Replace every "Flag" with "Mark" throughout the material below, keeping everything else unchanged. Leave the pictures out of your answer.

(Entries on locating named things)
★ ★ ★ ★

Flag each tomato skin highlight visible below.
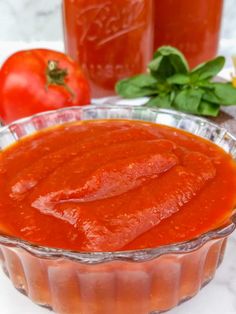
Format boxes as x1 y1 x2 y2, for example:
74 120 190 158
0 49 91 123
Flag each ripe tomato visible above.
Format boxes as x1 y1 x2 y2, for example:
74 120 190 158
0 49 90 123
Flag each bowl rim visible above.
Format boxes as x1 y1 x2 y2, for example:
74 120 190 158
0 103 236 264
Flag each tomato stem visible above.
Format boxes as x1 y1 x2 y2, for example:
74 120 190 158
46 60 75 98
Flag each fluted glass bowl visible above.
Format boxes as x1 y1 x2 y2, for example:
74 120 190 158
0 105 236 314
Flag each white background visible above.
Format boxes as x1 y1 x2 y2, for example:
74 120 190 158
0 0 236 42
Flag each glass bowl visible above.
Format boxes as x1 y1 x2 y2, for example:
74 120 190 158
0 105 236 314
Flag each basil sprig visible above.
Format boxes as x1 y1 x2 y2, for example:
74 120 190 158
116 46 236 117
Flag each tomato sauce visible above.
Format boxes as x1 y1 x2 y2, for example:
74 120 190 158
0 120 236 251
63 0 153 97
154 0 223 67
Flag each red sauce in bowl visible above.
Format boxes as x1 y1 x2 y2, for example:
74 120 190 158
0 120 236 251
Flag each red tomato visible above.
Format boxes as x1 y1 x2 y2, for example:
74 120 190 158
0 49 90 123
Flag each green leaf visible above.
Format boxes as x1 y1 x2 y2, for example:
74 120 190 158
202 90 222 105
148 46 189 79
115 74 157 98
167 73 190 85
174 88 204 114
190 56 225 81
198 101 220 117
212 83 236 106
146 94 172 108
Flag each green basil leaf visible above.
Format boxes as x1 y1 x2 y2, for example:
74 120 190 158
212 83 236 106
148 46 189 79
174 88 204 114
190 56 225 81
115 74 157 98
167 73 190 85
146 94 172 109
202 90 222 105
198 101 220 117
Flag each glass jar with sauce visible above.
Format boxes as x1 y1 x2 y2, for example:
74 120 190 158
154 0 223 67
63 0 154 97
63 0 223 97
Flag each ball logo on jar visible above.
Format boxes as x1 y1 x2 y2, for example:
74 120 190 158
77 0 145 48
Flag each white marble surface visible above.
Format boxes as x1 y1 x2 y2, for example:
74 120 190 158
0 0 236 41
0 41 236 314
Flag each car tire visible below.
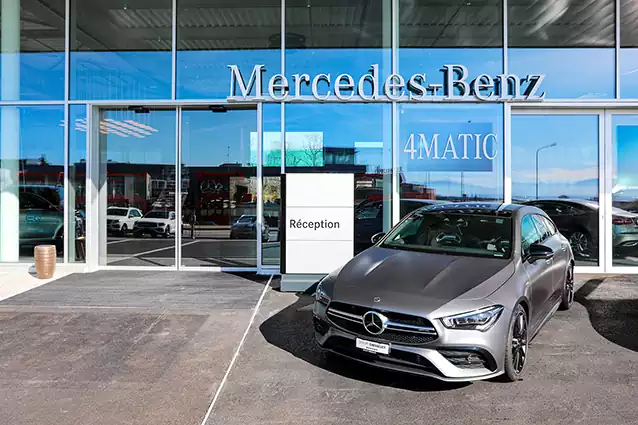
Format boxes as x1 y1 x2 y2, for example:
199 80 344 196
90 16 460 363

★ ★ ★ ★

▸ **Completed task**:
Mark each tomato skin highlight visible below.
Format boxes as x1 y1 x2 y2, for example:
74 120 190 158
0 49 91 123
Mark each ripe tomato visible above.
Format boxes as x1 y1 x2 y2, for example:
74 120 190 158
0 49 90 123
Mark each bowl rim visible above.
Format boxes as x1 y1 x2 y2, for example:
74 120 190 158
0 103 236 264
Mark each tomato stem visible above.
Format boxes as x1 y1 x2 y2, for example:
74 120 190 158
46 60 75 98
Mark each fluted glass bowl visible above.
Format boxes as x1 y1 x2 y2, for example:
74 120 190 158
0 105 236 314
Mark each white background visible above.
Format boxes as x1 y1 x2 y2, for example:
74 120 190 158
0 0 236 42
Mark each glass bowl visible above.
Format boxes as x1 y1 x2 y2, for example:
74 120 190 158
0 105 236 314
Mark each basil sprig visible above.
Format boxes as x1 y1 x2 y2, for example:
74 120 190 158
116 46 236 117
Mark each tomato sauce visible above.
Format boxes as x1 y1 x2 y2, for example:
74 120 190 158
0 120 236 251
63 0 153 97
154 0 223 67
Mark each red sauce in bowl visible above.
Format boxes as x1 y1 x2 y2, for example:
74 120 190 158
0 120 236 251
Mark each red tomato visible above.
Format boxes as x1 y1 x2 y2, for example:
74 120 190 158
0 49 90 123
Mark each green leaf visible above.
Format boxes as x1 y1 x2 y2, for example:
74 120 190 158
202 90 222 105
148 46 189 79
115 74 157 98
167 73 190 85
174 88 204 114
190 56 225 81
198 101 220 117
212 83 236 106
146 94 172 108
Mark each green basil leaf visible above.
Format boxes as x1 y1 x2 y2, for example:
74 120 190 158
212 83 236 106
148 46 189 79
174 88 204 114
190 56 225 81
115 74 157 98
167 73 190 85
146 94 172 109
202 90 222 105
198 101 220 117
Mark each glass jar with sauce visible above.
Format boxes as x1 y1 x2 y2, for example:
74 120 190 158
154 0 223 67
63 0 154 97
63 0 223 97
Mark each ball logo on jar visible above.
Format boxes as x1 y1 x2 y2, for example:
74 120 190 158
77 0 145 48
Mark each white marble surface visible above.
Format boxes as x1 y1 x2 y2, for example:
74 120 190 158
0 0 236 41
0 41 236 314
Mark each car tire visible below.
Format boxes as x1 y1 x2 y2, for example:
199 80 344 196
90 16 460 363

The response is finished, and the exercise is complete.